What to work on:
(a) List every work the text on quantitative easing in emerging market economies cites, in the order each first appears.
(b) Update the text on quantitative easing in emerging market economies by writing out its passage starting at "Quantitative easing in" and ending at "of advanced economies.", replacing "asset purchases" with "bond purchases" throughout.

++++ Selected text ++++

Quantitative easing in emerging market economies: Benefits, risks, and limitations

Central banks in emerging economies deployed asset purchases for the first time to respond to the Covid-19 shock. Initial studies have found quantitative easing reduced long-term bond yields in these economies without creating bouts of currency depreciation. This column argues that asset purchases ease financial conditions in emerging economies by curbing capital outflows enabled by stronger bank balance sheets upon the asset intermediation by the central bank. If asset purchases cause a de-anchoring in inflation expectations, their effectiveness diminishes. Counterfactual policy experiments reveal that bond yield reductions from asset purchases during the pandemic could have persisted only under large-sized programmes that are representative of advanced economies.

Local currency asset purchases by central banks in emerging market economies (EMEs) were deployed for the first time in these countries to respond to the Covid-19 shock. With a multifaceted pandemic shock, leading to a sharp reversal in global risk appetite, collapsing economic activity and global trade and declining commodity prices, quantitative easing (QE) policies in EMEs primarily aimed to (i) compensate for the bond sell-off by foreign investors; (ii) prevent surges in local benchmark bond yields; and (iii) communicate that central banks were ready to purchase their respective sovereign’s assets should the anticipation of a large fiscal expansion undermine investor confidence (Arslan et al. 2020, Hartley and Rebucci 2020, and IMF 2020). A major scepticism among observers towards this policy implementation in EMEs concerns de-anchoring of inflation expectations and increases in exchange rate volatility.

A small open economy model with financial sector and sovereign borrowing

In order to quantitatively investigate the efficacy of QE policies in EMEs, we extend the medium-scale New Keynesian small open economy model with financial sector by Mimir and Sunel (2018) to an environment with local currency and long-term government debt and asset purchase policies (Mimir and Sunel 2021). The model is standard in the demand and production side with a single tradable consumption good, aggregating home and foreign goods. Intermediate goods producers use capital and labour and determine the nominal price of their good in a monopolistically competitive market subject to menu costs.

As shown by Ehlers and Víllar (2015), the domestic banking sector facing currency mismatches is central in the analysis. Banks borrow local currency deposits from households and foreign currency funds from foreigners. Using these funds and their bank capital, they purchase (i) private securities issued by non-financial producers to finance physical capital, which is not readily available due to financial frictions; and (ii) long-term, local currency government bonds. The endogenous supply of private securities by non-financial firms meets asset purchases by commercial banks and by the central bank. A fixed supply of government bonds (as a debt rule) on the other hand, meets the demand from foreign investors, domestic banks, and the central bank. Foreign holdings of sovereign bonds are subject to investor sell-off shocks and they negatively respond to rising country spreads. Country spreads in turn increase with the total external indebtedness of the economy.

++++ Data under study ++++

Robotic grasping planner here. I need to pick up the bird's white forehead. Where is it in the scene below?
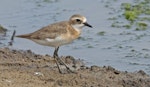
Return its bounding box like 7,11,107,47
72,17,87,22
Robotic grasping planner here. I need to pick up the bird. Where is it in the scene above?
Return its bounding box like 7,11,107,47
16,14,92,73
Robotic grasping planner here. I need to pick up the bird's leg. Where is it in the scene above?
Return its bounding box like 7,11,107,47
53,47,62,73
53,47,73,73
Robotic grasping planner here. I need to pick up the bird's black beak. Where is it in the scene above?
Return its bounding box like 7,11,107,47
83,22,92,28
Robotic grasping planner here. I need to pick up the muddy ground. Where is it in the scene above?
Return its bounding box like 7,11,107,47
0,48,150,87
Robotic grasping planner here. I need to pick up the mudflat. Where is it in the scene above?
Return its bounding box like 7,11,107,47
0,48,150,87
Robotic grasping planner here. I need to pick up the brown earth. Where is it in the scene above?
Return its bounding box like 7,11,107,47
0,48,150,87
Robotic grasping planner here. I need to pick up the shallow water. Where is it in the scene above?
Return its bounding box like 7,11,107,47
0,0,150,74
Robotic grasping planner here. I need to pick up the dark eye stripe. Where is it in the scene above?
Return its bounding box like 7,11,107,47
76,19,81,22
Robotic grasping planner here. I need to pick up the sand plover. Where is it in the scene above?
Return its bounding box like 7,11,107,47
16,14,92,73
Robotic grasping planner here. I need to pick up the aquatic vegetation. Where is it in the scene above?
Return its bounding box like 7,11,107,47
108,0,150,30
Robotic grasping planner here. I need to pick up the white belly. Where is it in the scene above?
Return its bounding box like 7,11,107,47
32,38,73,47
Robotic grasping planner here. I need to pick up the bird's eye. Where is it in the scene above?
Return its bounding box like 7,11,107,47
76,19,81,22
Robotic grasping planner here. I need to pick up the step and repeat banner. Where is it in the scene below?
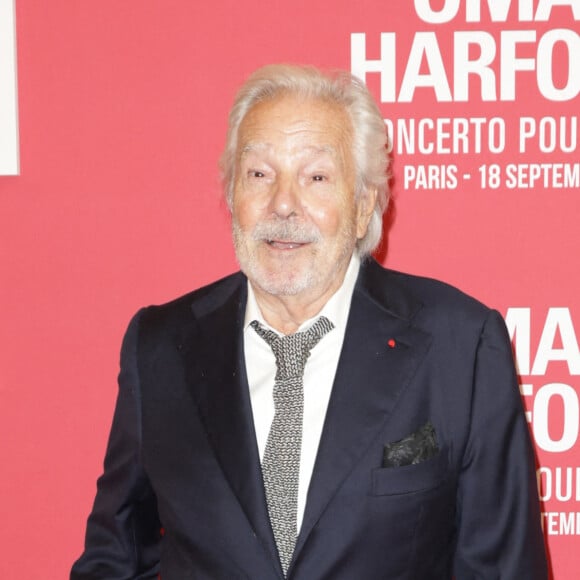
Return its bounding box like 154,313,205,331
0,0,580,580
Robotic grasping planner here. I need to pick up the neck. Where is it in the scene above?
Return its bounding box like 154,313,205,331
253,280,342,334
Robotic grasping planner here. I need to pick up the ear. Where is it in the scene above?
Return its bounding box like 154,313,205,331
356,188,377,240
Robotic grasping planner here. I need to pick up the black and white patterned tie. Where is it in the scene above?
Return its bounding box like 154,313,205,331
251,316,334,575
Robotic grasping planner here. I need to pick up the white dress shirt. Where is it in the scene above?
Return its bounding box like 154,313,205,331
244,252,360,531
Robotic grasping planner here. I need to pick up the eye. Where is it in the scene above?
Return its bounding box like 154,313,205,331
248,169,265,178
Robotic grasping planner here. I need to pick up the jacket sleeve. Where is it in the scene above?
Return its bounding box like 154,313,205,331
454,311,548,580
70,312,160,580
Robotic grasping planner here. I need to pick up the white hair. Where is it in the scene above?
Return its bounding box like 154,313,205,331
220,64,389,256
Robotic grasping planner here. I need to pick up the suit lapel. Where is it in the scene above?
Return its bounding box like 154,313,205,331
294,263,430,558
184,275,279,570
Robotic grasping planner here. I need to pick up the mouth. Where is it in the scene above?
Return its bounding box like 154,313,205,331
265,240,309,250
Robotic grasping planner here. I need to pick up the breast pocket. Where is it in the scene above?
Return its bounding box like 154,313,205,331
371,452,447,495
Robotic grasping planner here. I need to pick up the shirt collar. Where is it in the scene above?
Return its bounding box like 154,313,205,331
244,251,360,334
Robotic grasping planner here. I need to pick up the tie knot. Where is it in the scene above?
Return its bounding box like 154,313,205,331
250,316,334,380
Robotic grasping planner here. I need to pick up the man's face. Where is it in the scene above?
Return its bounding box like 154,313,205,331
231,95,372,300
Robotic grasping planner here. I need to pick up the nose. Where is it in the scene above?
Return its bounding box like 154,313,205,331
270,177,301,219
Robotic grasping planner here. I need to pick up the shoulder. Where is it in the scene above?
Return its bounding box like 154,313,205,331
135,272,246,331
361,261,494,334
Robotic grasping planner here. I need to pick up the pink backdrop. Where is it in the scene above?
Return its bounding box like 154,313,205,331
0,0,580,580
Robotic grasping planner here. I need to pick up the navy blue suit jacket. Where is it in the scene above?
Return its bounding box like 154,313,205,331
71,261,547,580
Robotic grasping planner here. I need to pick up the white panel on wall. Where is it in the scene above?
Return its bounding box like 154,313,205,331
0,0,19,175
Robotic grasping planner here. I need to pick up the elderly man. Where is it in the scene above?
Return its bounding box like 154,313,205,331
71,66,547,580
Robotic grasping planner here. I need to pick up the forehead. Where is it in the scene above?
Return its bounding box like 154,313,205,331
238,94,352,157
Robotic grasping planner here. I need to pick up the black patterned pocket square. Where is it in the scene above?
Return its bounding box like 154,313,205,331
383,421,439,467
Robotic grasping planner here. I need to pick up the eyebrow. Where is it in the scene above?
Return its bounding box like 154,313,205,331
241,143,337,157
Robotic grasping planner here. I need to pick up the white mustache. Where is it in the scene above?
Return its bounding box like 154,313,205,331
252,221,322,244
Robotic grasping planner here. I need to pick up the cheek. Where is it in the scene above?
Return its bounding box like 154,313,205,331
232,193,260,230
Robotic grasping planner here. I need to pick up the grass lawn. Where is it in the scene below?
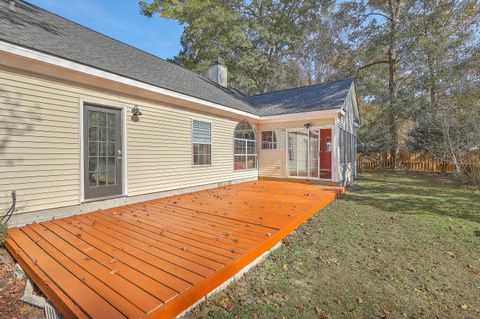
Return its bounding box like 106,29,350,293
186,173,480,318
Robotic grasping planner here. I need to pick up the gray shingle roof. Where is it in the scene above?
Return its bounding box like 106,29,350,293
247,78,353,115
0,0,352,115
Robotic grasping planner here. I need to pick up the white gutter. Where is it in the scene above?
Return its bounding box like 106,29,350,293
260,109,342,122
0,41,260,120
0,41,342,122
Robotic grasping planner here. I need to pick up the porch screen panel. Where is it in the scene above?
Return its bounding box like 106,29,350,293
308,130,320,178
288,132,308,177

++++
++++ Data under study ++++

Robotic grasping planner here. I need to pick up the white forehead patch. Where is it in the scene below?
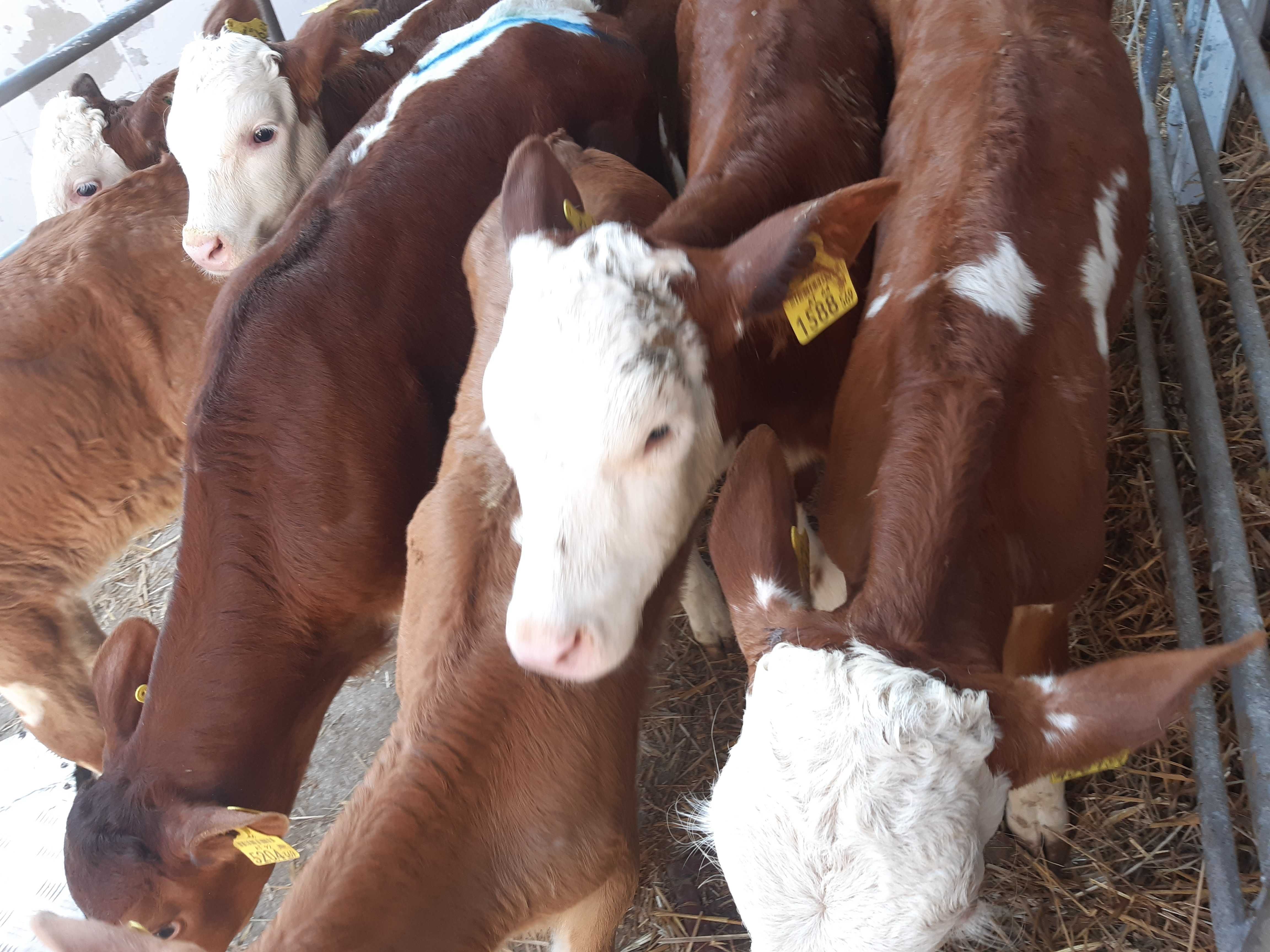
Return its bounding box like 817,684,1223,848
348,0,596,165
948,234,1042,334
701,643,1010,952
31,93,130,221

++++
++++ Data under study ++++

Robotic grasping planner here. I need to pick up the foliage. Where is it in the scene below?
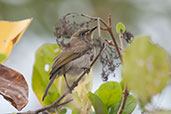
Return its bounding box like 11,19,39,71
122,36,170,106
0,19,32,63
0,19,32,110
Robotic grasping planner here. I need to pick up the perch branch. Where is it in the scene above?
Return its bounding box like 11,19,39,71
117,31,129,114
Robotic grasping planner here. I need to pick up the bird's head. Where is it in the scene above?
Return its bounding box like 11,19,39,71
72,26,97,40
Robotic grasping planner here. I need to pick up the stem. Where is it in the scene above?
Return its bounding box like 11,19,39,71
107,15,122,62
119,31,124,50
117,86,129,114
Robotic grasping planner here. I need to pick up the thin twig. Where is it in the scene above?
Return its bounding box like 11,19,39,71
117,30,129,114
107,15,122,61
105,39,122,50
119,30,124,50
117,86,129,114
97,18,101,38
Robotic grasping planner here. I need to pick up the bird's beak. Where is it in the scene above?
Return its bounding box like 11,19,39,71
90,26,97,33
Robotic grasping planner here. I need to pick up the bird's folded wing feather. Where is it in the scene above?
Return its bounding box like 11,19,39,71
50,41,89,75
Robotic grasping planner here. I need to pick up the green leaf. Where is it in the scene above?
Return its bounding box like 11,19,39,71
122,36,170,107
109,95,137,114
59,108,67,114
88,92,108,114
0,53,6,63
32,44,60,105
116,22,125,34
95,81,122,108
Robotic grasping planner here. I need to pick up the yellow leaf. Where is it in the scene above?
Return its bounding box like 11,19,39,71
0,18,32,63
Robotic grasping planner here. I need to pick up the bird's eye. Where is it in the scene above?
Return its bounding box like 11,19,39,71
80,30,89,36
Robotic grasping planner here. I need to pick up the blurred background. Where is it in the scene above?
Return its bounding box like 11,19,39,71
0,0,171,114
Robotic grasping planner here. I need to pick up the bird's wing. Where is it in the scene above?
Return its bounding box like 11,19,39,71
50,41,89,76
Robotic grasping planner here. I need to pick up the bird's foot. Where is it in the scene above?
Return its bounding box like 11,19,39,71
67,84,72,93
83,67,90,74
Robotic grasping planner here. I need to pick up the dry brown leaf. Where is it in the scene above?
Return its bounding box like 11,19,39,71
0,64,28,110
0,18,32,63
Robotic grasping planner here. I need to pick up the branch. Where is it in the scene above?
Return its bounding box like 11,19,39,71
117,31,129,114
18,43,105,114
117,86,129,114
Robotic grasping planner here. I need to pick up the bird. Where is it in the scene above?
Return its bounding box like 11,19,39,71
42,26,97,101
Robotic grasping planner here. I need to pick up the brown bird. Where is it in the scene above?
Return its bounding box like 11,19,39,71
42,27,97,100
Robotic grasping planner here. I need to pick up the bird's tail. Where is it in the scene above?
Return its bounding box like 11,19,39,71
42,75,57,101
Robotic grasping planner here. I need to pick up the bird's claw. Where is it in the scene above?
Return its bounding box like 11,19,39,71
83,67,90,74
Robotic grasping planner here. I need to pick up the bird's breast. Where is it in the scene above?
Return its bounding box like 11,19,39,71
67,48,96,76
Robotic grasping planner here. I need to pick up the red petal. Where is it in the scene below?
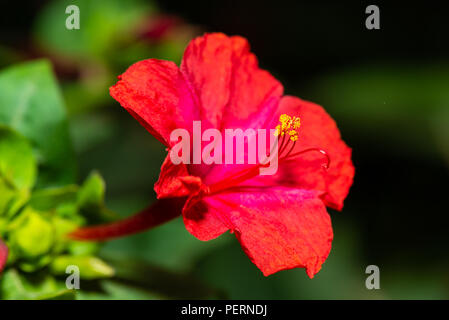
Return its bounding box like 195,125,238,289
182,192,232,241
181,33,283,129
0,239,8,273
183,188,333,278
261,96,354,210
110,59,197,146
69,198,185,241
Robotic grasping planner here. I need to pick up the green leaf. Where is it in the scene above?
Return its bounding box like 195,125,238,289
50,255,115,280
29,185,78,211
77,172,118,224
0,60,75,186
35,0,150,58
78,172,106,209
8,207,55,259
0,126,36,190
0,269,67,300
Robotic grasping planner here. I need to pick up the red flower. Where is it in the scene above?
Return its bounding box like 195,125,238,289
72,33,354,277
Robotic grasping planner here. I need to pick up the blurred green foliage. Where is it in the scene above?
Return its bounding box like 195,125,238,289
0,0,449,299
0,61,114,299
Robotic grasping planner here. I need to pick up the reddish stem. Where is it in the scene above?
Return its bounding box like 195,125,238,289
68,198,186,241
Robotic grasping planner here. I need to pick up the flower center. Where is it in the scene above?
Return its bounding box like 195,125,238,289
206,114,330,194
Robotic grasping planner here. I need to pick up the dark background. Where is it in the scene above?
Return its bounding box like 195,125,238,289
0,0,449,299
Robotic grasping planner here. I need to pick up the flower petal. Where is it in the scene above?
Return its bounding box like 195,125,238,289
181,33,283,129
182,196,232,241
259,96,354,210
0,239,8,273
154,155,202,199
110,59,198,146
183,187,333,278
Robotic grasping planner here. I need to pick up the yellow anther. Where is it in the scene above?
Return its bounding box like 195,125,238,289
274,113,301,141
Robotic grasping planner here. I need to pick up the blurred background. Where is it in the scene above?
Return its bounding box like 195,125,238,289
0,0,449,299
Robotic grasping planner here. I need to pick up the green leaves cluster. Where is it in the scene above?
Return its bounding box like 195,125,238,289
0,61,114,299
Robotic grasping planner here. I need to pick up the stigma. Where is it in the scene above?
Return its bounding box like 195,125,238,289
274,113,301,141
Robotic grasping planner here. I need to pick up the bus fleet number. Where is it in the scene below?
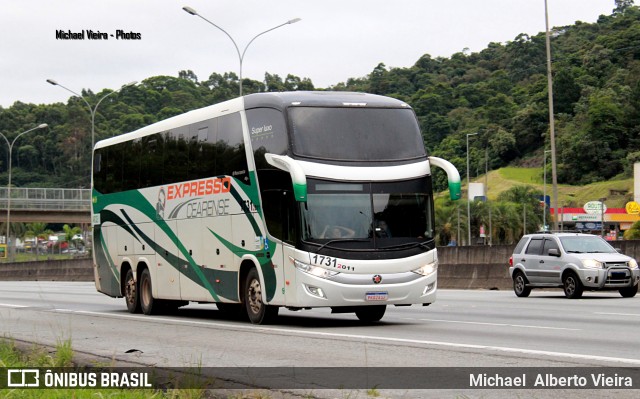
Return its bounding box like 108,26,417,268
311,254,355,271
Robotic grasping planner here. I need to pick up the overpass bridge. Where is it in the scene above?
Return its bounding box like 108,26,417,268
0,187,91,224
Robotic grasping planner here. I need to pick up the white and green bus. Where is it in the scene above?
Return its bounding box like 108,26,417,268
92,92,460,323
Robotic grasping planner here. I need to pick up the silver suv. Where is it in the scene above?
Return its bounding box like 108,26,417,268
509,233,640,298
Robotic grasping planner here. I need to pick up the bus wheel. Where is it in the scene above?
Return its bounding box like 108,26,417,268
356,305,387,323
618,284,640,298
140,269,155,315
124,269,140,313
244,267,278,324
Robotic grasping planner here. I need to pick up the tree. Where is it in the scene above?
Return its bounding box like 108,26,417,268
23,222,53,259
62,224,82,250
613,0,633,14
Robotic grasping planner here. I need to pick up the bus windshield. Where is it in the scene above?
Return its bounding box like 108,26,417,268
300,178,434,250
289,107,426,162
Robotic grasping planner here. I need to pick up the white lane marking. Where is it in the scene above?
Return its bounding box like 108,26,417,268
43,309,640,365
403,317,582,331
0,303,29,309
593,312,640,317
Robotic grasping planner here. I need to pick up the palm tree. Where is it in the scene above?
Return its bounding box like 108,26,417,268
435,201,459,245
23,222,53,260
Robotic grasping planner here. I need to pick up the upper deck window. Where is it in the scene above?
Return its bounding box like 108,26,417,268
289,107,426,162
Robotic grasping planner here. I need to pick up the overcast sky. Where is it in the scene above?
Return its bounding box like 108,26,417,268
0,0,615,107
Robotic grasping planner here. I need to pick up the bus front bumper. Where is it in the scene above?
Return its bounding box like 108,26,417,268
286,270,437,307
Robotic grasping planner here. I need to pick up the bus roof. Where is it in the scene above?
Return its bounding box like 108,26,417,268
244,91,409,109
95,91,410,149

++++

Answers below:
(a) Arslan et al. 2020, Hartley and Rebucci 2020, IMF 2020, Mimir and Sunel (2018), Mimir and Sunel (2021), and Ehlers and Víllar (2015).

(b)
Quantitative easing in emerging market economies: Benefits, risks, and limitations

Central banks in emerging economies deployed bond purchases for the first time to respond to the Covid-19 shock. Initial studies have found quantitative easing reduced long-term bond yields in these economies without creating bouts of currency depreciation. This column argues that bond purchases ease financial conditions in emerging economies by curbing capital outflows enabled by stronger bank balance sheets upon the asset intermediation by the central bank. If bond purchases cause a de-anchoring in inflation expectations, their effectiveness diminishes. Counterfactual policy experiments reveal that bond yield reductions from bond purchases during the pandemic could have persisted only under large-sized programmes that are representative of advanced economies.